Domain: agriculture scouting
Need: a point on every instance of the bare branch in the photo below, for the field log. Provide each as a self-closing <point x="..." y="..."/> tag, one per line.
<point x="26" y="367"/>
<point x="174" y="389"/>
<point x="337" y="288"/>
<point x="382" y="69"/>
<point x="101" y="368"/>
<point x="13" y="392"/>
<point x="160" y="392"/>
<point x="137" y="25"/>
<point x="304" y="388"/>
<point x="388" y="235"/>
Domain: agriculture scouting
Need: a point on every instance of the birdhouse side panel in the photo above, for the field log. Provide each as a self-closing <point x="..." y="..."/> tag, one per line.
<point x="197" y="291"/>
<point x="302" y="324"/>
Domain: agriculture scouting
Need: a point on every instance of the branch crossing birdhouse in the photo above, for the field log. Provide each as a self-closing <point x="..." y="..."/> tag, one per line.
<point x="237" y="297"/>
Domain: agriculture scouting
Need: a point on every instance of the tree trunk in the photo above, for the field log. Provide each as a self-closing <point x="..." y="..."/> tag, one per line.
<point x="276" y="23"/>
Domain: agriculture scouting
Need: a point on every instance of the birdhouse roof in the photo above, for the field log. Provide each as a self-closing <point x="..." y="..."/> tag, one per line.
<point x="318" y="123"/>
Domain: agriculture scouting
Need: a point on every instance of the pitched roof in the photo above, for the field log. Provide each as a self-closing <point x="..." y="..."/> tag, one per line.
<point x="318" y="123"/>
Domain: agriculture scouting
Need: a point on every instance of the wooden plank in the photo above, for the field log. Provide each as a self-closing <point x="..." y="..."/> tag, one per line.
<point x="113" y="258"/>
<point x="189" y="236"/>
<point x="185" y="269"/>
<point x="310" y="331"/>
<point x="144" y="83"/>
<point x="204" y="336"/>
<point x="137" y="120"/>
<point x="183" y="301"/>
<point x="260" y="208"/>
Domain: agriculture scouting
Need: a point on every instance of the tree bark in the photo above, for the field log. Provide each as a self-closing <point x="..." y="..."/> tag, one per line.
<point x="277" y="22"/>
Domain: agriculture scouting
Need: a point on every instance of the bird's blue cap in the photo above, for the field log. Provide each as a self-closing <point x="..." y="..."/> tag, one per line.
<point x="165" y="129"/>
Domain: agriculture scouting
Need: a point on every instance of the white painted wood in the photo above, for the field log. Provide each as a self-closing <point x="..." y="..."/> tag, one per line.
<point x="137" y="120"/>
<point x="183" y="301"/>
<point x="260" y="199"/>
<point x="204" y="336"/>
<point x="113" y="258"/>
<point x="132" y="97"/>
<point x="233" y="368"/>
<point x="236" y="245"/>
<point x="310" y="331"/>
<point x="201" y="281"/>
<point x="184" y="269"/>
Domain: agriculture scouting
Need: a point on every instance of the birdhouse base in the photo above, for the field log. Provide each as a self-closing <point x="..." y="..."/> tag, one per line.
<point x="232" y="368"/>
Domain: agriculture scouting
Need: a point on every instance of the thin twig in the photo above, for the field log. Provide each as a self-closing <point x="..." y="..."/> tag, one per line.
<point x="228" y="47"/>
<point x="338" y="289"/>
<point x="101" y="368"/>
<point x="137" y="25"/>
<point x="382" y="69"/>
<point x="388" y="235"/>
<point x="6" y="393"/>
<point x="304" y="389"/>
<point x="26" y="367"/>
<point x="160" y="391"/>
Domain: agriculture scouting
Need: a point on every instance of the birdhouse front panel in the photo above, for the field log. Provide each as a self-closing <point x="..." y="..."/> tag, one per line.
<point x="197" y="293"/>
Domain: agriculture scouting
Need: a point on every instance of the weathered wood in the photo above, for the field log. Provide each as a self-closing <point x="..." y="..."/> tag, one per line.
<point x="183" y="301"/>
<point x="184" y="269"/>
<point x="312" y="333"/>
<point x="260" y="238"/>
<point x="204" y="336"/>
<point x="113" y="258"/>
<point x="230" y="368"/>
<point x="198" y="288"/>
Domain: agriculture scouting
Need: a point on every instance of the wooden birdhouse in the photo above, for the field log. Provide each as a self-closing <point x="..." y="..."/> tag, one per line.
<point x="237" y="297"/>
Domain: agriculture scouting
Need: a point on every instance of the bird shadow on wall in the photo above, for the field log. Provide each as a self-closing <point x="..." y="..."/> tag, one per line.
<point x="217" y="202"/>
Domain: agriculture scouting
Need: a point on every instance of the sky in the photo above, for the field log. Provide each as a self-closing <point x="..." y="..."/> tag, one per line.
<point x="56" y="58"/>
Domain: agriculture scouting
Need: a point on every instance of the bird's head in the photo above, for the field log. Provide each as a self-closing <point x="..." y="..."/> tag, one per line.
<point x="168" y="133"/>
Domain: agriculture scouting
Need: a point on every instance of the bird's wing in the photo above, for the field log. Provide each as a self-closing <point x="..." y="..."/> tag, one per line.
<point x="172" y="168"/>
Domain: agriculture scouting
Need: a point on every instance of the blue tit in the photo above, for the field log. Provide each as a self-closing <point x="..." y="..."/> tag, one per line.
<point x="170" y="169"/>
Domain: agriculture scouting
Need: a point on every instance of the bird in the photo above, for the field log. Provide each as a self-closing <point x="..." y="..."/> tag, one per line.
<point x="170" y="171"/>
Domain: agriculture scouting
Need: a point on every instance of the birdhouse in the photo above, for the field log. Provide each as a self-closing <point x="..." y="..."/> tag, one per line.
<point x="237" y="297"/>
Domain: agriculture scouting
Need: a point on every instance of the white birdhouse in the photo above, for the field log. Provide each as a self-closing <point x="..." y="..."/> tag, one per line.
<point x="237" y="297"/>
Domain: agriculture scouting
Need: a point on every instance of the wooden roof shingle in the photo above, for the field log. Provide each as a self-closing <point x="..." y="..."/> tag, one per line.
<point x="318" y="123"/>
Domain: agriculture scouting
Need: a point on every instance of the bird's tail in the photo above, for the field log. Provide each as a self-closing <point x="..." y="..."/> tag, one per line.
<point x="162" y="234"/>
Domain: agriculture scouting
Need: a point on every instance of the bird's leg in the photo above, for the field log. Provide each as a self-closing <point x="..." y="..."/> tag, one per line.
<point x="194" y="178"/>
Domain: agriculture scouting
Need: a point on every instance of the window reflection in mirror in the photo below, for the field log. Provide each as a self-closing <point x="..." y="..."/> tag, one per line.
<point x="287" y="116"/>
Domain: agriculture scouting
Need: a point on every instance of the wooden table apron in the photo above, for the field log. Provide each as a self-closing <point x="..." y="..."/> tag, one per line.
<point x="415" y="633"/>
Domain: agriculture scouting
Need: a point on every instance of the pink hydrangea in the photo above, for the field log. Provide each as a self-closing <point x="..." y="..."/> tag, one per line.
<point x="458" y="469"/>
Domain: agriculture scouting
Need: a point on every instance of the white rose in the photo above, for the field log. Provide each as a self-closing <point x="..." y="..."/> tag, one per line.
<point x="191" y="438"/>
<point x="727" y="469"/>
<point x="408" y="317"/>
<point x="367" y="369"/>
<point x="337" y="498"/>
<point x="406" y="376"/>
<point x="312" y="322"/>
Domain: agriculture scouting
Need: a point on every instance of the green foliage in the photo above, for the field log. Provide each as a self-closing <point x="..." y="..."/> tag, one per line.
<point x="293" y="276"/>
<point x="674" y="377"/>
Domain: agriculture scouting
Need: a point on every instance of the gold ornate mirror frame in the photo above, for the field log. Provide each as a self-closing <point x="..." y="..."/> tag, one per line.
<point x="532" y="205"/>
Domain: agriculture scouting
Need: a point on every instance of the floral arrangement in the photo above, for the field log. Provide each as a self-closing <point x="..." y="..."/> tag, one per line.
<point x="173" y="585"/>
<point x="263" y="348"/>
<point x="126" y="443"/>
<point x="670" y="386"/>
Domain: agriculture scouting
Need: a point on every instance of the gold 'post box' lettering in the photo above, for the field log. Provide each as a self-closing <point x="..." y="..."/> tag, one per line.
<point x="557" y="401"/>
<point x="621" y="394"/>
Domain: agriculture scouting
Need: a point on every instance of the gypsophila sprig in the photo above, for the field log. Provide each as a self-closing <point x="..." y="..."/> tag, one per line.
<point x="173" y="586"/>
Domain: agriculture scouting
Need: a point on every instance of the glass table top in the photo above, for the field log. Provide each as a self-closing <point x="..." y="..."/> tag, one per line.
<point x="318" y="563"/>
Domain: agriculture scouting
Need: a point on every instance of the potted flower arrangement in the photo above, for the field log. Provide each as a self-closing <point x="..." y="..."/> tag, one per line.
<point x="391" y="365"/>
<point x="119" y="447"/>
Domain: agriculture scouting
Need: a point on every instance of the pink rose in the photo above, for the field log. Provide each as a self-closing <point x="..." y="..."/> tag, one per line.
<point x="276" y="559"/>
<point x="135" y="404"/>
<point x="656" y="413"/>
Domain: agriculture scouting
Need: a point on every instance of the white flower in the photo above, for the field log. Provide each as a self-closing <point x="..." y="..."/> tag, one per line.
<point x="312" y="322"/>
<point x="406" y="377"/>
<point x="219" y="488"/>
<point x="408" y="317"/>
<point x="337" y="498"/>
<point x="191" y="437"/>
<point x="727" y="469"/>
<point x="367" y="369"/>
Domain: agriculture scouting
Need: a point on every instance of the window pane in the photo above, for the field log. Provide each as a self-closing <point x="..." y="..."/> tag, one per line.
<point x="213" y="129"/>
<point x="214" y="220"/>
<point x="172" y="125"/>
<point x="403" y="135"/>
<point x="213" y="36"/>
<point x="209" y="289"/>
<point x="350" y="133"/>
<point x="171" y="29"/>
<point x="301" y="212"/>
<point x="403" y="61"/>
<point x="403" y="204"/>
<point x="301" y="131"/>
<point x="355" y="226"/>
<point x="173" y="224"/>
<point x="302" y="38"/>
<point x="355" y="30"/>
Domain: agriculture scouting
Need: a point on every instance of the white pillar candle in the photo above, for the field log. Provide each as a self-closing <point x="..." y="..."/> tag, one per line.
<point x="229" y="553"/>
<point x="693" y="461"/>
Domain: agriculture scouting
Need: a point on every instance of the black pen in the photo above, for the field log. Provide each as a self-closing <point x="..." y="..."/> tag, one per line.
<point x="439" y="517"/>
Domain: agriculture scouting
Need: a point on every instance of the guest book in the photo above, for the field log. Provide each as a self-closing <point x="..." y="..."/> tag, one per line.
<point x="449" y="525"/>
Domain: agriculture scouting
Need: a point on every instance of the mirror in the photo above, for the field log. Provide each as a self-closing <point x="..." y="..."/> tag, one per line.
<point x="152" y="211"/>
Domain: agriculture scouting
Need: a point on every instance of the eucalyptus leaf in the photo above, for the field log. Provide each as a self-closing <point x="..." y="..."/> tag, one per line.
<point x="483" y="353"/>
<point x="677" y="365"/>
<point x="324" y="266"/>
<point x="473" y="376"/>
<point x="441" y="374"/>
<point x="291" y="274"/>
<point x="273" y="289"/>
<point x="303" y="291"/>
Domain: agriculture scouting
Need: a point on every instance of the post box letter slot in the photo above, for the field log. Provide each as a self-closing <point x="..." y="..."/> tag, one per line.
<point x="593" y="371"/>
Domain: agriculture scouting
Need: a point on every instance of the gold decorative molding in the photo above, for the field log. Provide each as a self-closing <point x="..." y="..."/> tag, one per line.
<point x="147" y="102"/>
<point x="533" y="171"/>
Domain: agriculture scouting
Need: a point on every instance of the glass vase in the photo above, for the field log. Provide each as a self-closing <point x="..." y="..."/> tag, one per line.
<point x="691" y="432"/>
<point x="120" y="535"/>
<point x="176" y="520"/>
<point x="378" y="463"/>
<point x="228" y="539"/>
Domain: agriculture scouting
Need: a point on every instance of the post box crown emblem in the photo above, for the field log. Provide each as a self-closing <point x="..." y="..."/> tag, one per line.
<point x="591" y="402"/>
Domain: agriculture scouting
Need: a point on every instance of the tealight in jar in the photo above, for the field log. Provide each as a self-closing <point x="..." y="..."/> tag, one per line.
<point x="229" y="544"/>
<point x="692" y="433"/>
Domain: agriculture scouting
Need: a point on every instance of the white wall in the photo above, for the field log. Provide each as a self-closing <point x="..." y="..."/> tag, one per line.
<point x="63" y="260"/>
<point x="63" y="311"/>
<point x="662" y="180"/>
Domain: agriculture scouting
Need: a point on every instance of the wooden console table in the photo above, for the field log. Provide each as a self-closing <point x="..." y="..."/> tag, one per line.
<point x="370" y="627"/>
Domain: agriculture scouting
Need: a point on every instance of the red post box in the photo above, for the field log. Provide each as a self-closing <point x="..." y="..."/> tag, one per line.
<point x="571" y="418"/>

....................

**TASK GOAL:**
Report each line in the items above that contains the word "arrangement".

**OUTPUT OF THE EXERCISE:**
Need: a point on every instance of the floral arrangement in the photo above, for the field log. Provide each as a self-closing <point x="..." y="..."/> tag, one per line.
Need: a point on every instance of the potted flower arrangement in the photo above, for the field log. Provide each as a self-closing <point x="..." y="..."/> tag, one per line.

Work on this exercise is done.